* **CONSIGNE DONNÉE A**
Résumez en deux phrases cet échange au Sénat sur les universités.

* **EXTRAIT DU DOCUMENT**
= = =

Après quatorze semaines d’un conflit inédit par son ampleur, le Gouvernement demeure sourd aux revendications exprimées par les syndicats et par les collectifs représentant les communautés scientifique et estudiantine. Pis encore, la stigmatisation, la dramatisation et les provocations verbales renforcent l’incompréhension et l’exaspération, jettent de l’huile sur le feu et compromettent le dialogue qu’il conviendrait de mettre en place, en urgence, afin de donner un nouveau souffle à l’enseignement supérieur et à la recherche dans notre pays.
Mme Nicole Borvo Cohen-Seat. Absolument !
M. Ivan Renar. En misant sur le pourrissement du conflit, le Gouvernement prend la responsabilité de fragiliser durablement les universités françaises.
Mme Éliane Assassi. Eh oui !
M. Ivan Renar. Il est pourtant grand temps de créer les conditions permettant à tous les étudiants de valider leur année.
Répétons-le, l’université de demain ne se fera pas contre les étudiants, contre les enseignants-chercheurs, contre les personnels IATOS.
La promotion de l’autonomie, à laquelle s’est encore livré ce matin M. le Président de la République, ne peut s’accompagner d’un manque total de confiance à l’égard des acteurs et des usagers des universités, des étudiants qui seront les cadres de demain.
Une société, un gouvernement qui ne veulent pas dialoguer avec la jeunesse ou qui ne savent plus le faire sont condamnés. Le grand Corneille disait ceci : « Ce que l’on appelle fermeté chez les rois se nomme entêtement chez les ânes ».
Mme Annie David. Très bien !
M. Ivan Renar. Monsieur le Premier ministre, le Gouvernement doit reprendre le chemin du dialogue. Quand allez-vous ouvrir de véritables discussions et concertations pour que les universités françaises puissent retrouver le calme nécessaire à l’accomplissement de leur mission de production et de transmission des connaissances ? (Très bien ! et applaudissements sur les travées du groupe CRC-SPG et du groupe socialiste. –M. François Patriat applaudit également.)
M. le président. La parole est à M. le Premier ministre. (Applaudissements sur les travées de l’UMP.)
M. François Fillon, Premier ministre. Monsieur le sénateur, depuis 1984, l’université française souffre d’un mauvais statut qui a mis à mal l’un de ses principes fondateurs : l’autonomie.
Après bien des efforts conduits par des gouvernements de gauche comme de droite et qui n’ont jamais été couronnés de succès, la majorité a soutenu une réforme de l’université, votée par l’Assemblée nationale et par le Sénat, qui offre un cadre nouveau à l’université française – l’autonomie –, que vingt universités ont déjà choisi.
Lors de la mise en œuvre de cette réforme, deux difficultés sont apparues.
La première d’entre elle était relative au statut des personnels. En l’espèce, un décret, dont la rédaction a suscité une forte opposition, a été réécrit, en concertation étroite avec l’ensemble de la communauté universitaire.

= = =

* **DONNÉES AFFICHÉES**
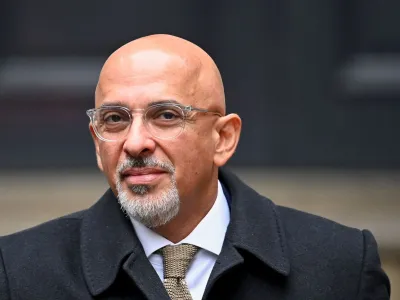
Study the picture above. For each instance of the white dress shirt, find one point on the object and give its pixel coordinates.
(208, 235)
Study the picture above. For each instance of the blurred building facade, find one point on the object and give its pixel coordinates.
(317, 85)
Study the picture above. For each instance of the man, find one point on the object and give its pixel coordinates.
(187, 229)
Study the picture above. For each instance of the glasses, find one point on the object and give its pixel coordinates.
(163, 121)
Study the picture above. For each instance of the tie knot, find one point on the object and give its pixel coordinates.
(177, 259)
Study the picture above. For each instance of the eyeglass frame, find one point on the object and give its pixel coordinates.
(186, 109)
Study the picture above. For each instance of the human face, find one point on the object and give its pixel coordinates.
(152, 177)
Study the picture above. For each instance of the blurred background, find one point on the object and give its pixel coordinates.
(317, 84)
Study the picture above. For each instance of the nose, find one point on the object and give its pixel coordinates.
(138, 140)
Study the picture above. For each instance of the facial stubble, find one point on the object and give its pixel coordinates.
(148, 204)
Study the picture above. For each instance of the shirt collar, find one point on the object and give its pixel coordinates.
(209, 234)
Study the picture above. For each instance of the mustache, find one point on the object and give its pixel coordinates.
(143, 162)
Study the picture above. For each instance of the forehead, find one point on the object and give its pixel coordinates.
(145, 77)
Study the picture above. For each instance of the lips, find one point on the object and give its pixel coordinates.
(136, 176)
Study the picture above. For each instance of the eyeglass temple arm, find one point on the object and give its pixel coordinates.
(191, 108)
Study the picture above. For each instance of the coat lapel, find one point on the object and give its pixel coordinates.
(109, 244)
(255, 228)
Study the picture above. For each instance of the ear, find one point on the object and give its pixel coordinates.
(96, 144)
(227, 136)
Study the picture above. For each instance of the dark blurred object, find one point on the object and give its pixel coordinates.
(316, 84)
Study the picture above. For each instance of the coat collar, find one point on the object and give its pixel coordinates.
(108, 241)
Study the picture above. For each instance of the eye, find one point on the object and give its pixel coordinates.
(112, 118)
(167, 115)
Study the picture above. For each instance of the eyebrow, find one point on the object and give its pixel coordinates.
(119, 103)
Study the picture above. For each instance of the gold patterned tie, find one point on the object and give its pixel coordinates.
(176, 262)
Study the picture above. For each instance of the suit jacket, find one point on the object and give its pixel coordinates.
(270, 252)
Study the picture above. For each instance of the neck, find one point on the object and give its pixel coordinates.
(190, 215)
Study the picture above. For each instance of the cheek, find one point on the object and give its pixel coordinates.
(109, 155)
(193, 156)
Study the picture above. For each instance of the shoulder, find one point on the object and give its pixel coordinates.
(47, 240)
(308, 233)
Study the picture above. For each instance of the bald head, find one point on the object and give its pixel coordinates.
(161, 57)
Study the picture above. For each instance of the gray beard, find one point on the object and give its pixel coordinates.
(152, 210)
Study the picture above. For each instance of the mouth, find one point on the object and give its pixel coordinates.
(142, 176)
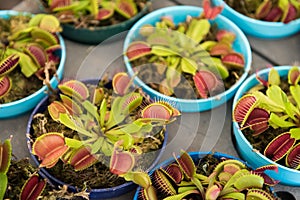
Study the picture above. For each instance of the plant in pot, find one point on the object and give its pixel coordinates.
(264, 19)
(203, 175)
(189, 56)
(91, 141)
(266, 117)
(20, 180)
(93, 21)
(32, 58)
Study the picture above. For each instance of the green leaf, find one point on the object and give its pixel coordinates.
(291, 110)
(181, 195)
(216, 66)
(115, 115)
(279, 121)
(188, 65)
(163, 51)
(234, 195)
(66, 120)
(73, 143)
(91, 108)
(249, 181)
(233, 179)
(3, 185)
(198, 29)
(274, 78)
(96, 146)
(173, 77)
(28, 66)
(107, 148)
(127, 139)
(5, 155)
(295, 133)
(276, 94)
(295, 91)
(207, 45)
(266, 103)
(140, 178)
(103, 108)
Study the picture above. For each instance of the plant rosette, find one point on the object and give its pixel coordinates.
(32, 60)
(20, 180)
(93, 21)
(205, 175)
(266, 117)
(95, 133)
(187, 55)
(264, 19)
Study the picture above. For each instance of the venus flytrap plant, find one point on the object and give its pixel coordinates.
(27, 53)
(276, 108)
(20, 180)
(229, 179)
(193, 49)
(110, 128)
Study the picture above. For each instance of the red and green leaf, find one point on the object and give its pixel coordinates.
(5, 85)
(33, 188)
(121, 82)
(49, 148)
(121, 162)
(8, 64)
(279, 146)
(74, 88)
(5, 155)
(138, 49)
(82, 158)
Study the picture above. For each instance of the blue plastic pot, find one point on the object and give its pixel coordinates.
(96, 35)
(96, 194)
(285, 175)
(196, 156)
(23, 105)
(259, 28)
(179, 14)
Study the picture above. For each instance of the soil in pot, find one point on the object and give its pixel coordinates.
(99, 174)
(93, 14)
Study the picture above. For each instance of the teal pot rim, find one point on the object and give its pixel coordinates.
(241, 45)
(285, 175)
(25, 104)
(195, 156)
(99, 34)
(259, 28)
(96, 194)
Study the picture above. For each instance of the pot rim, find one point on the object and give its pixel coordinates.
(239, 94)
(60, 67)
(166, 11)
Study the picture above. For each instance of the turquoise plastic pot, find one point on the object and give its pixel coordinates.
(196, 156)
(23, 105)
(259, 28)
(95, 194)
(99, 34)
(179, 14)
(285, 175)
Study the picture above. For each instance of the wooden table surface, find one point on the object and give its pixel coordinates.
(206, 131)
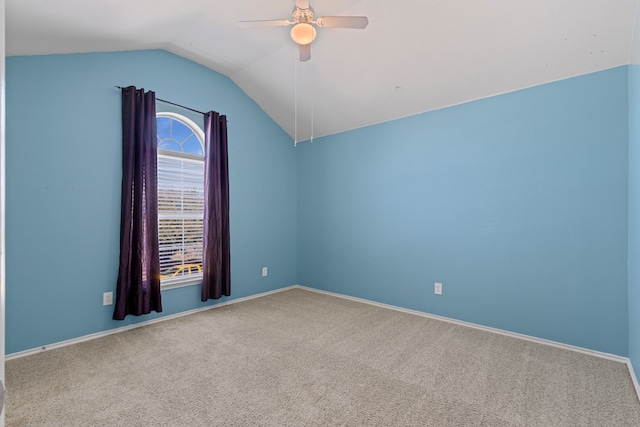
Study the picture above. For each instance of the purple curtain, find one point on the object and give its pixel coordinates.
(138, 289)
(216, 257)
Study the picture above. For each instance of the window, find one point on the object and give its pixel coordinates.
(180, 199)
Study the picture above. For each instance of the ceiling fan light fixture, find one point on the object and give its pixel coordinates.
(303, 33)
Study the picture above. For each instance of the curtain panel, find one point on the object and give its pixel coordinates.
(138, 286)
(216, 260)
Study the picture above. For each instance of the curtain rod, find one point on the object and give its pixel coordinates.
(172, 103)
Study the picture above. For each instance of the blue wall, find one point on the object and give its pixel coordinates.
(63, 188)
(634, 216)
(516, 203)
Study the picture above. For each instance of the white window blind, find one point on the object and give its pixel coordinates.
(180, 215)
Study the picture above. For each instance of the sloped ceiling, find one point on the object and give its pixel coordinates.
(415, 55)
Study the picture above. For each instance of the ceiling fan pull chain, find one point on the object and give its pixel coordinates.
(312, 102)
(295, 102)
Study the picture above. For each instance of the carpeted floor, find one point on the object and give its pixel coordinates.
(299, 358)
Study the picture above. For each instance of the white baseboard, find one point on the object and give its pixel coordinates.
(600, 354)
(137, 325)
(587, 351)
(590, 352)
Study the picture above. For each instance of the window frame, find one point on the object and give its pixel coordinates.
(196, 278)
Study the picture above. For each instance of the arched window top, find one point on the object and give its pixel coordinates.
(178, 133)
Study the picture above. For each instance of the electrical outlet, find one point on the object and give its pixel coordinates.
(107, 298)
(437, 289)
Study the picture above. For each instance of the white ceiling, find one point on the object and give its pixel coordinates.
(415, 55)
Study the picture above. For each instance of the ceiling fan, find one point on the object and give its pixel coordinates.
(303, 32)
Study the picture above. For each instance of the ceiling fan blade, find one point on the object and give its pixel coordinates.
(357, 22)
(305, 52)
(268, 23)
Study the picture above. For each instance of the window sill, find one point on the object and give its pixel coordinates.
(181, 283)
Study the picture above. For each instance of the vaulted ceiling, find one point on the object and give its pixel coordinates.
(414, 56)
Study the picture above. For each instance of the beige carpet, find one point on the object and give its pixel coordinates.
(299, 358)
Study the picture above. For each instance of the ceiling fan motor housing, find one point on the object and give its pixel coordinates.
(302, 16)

= = =

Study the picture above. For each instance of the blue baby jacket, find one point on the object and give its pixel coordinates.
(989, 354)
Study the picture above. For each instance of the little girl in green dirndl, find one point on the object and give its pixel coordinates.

= = =

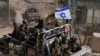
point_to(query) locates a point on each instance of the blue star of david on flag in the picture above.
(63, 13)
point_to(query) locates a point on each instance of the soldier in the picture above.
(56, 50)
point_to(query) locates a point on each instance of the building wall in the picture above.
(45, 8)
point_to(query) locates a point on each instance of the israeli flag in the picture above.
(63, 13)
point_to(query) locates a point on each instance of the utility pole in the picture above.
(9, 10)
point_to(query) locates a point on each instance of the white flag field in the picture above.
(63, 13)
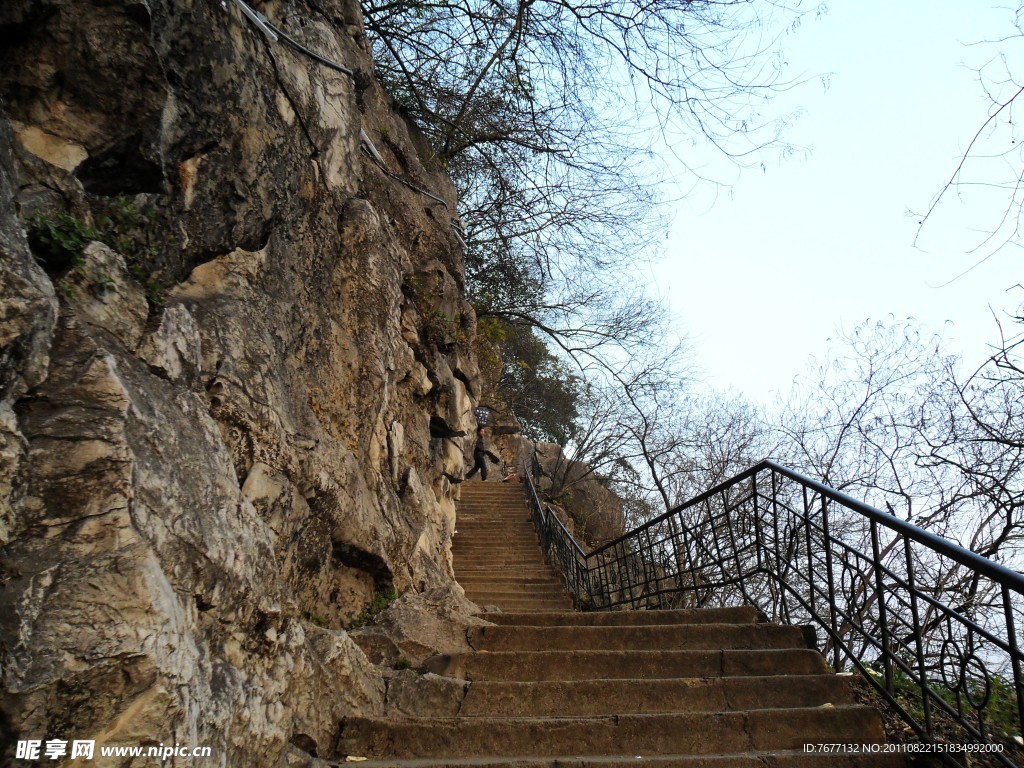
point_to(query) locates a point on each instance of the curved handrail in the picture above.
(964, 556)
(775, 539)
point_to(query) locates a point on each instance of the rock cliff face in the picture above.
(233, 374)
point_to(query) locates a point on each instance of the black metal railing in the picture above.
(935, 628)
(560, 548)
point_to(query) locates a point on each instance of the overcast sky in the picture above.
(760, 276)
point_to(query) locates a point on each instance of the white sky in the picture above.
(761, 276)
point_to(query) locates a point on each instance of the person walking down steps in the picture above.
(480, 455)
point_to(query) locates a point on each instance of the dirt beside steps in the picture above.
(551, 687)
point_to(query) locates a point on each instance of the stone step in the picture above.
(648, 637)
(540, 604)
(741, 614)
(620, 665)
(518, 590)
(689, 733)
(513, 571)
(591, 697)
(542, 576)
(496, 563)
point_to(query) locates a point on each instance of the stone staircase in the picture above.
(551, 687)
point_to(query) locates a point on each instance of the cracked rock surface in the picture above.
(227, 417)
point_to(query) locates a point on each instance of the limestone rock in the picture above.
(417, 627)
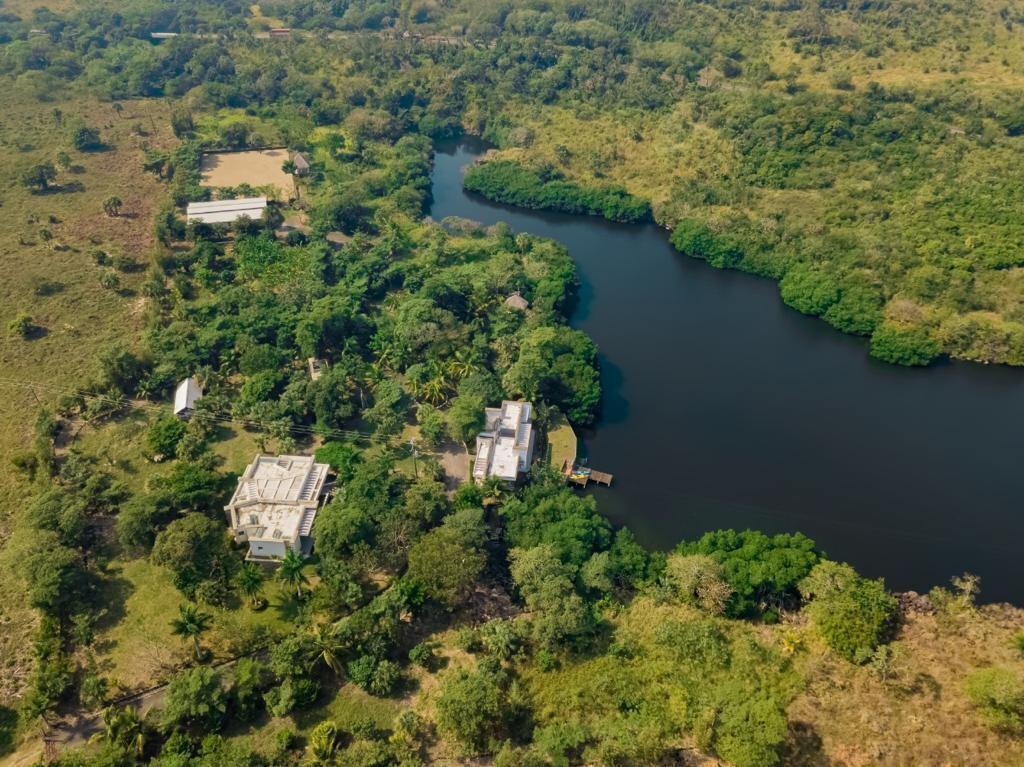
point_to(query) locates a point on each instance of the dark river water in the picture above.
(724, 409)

= = =

* **CONSIGNE DONNÉE B**
Filtrez les enregistrements et recopiez toutes les lignes où figure le mot "ceiling".

* **RÉPONSE COMPLÈTE A**
Ivan Renar reproche au Gouvernement de rester sourd aux revendications après quatorze semaines de conflit et demande au Premier ministre quand il ouvrira de véritables discussions pour rendre le calme aux universités. François Fillon répond que l'université souffre depuis 1984 d'un mauvais statut, défend la réforme de l'autonomie déjà choisie par vingt universités et précise qu'un décret contesté sur le statut des personnels a été réécrit en concertation avec la communauté universitaire.

* **RÉPONSE COMPLÈTE B**
Study the picture above. For each instance of the ceiling fan light fixture, find one point on the object and give its pixel coordinates.
Study the picture above. For each instance of the sloped ceiling, find one point on the object and give its pixel coordinates.
Study the picture above. For each instance of the ceiling fan pull chain, find one point on the object and give its pixel coordinates.
Study the picture above. For each instance of the white ceiling, find one point on the object and give its pixel coordinates.
Study the picture above. For each instance of the ceiling fan, find one point on the object and give its pixel coordinates.
Study the picture above. For each instance of the ceiling fan blade, find one point on the object and give its pixel coordinates.
Study the picture above. For each instance of the vaulted ceiling, find one point on the object and give its pixel coordinates.
Study the picture above. For each instance of the ceiling fan motor housing, find one point on the object and give its pixel coordinates.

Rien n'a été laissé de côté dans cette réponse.